| Set problem |
Copy out the data below, changing every "single marker" to "single dot" and keeping all other text the same. Omit the pictures.

___ Task inputs ___

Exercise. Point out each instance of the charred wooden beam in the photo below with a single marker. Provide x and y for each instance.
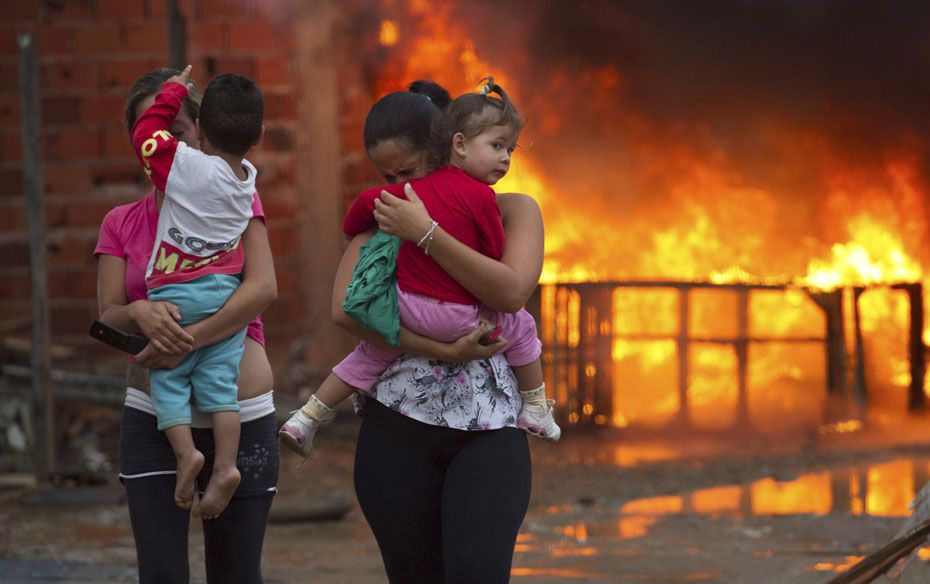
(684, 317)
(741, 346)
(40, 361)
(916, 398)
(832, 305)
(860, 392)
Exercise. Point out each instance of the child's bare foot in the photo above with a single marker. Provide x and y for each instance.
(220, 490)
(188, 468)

___

| Answer to the problem |
Exercise. Point out each instance of the charred wooden beam in the photo below with a single dot. Provide x and y for each instance.
(684, 317)
(741, 346)
(40, 361)
(916, 398)
(832, 305)
(860, 392)
Exercise. Point out each instance of the child's bare foot in the photo above with a single dot. Provide x and y for each instance.
(220, 490)
(188, 468)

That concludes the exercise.